→ Your goal
Output the lines of this material word for word, leaving out the pictures.

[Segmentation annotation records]
§

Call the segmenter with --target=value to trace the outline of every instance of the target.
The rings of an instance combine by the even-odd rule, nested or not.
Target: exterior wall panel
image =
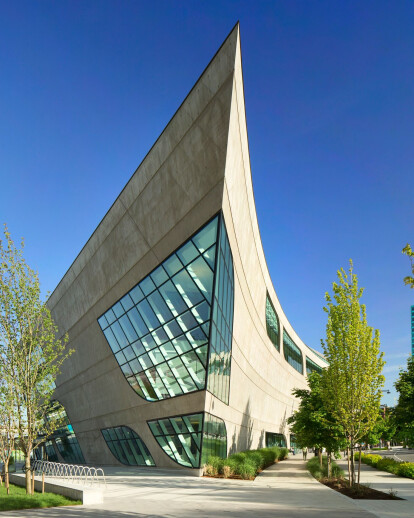
[[[145,401],[129,386],[97,319],[222,213],[234,267],[234,318],[228,404],[208,390]],[[75,349],[57,380],[86,461],[115,464],[101,430],[139,435],[159,467],[177,468],[147,422],[207,412],[223,420],[229,452],[265,445],[266,432],[289,437],[293,388],[306,387],[266,331],[266,293],[304,357],[320,358],[290,326],[273,288],[257,223],[243,97],[239,28],[230,33],[173,119],[51,295],[48,305]],[[226,400],[226,398],[223,398]],[[217,421],[218,422],[218,421]],[[199,473],[199,470],[195,470]]]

§

→ Complete output
Call the segmenter with --target=value to trace the outline of every instance of the target.
The rings of an instance combine by the even-odd rule, nested or not.
Target: exterior wall panel
image =
[[[145,401],[129,386],[97,319],[222,213],[234,267],[234,318],[228,404],[208,390]],[[75,349],[57,380],[86,461],[115,464],[101,430],[139,435],[159,467],[177,468],[147,422],[207,412],[223,420],[229,452],[265,445],[266,432],[289,437],[293,388],[306,387],[266,331],[266,293],[304,357],[320,358],[290,326],[273,288],[257,223],[243,97],[239,28],[230,33],[173,119],[51,295],[48,305]],[[226,400],[226,398],[223,398]],[[217,421],[218,422],[218,421]],[[199,473],[199,470],[195,470]]]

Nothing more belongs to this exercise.